* [What you should do]
Nothing in the data should be left out or altered when it is retyped.

*** Source information ***

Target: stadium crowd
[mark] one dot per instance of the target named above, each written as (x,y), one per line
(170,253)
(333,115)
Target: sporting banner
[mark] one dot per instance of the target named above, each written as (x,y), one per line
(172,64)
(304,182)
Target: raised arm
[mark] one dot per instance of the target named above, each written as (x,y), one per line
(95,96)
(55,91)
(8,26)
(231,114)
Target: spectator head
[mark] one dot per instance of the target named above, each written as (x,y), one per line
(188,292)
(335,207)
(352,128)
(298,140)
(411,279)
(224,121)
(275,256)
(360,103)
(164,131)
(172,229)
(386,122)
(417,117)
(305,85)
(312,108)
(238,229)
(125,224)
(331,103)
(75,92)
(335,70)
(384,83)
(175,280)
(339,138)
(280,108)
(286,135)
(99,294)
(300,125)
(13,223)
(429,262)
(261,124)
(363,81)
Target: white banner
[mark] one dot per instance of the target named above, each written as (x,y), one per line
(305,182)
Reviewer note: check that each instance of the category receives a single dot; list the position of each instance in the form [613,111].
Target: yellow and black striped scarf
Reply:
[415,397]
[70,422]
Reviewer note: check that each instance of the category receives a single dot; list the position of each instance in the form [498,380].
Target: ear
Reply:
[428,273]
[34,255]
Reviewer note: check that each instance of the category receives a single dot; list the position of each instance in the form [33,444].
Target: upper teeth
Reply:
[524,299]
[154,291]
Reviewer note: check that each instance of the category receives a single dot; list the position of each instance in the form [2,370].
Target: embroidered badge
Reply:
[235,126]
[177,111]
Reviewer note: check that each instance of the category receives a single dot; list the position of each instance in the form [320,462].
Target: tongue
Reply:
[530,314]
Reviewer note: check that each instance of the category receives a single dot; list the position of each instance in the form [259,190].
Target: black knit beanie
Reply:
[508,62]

***

* [Written answer]
Target: stadium crowd
[mark] one dot per instance of the target named above, each written as (x,y), one per line
(170,253)
(333,115)
Target: sporting banner
[mark] one dot per instance of the target named above, each written as (x,y), one per line
(172,64)
(304,182)
Target: raised arm
[mark] one dot per instance of the target named above, each written as (x,y), one per line
(95,96)
(55,91)
(8,26)
(231,114)
Target: spectator head
[mark] one dot per instance of the target named above, each written as (x,y), one per line
(188,292)
(335,207)
(352,128)
(298,140)
(411,279)
(224,121)
(275,256)
(360,103)
(164,131)
(172,229)
(386,122)
(417,117)
(305,85)
(312,108)
(238,229)
(125,224)
(331,103)
(75,92)
(335,70)
(384,83)
(175,280)
(339,138)
(280,108)
(286,135)
(99,294)
(300,125)
(13,223)
(429,262)
(261,124)
(363,81)
Target: white banner
[mark] one dot per instance of the target named above, each written as (x,y), one per line
(305,182)
Reviewer note: check that each instance of the category receives a single dot; list the position of each instance in the form [613,111].
Target: yellow and black striped scarf
Reply:
[415,397]
[70,422]
Reviewer note: check that each instance of the category receives a single dot; list the position of each instance in the form [498,380].
Target: ear
Reply:
[428,273]
[34,255]
Reviewer note: check that each instance of the category receives a single dot; list the position of each instance in the form [33,444].
Target: upper teeth
Reply:
[524,299]
[154,291]
Reviewer note: check that each instance of the category receives a single dot; list the position of each instance in the form [2,370].
Target: embroidered badge
Reply:
[235,126]
[177,111]
Reviewer note: check that each instance of the category receives a single dot; list the position of each instance in the form [320,462].
Target: tongue
Reply:
[530,314]
Reviewer note: check that each instance of the category receives a single dot; list the position of each instance in the form [259,190].
Target: black knit beanie
Reply:
[508,62]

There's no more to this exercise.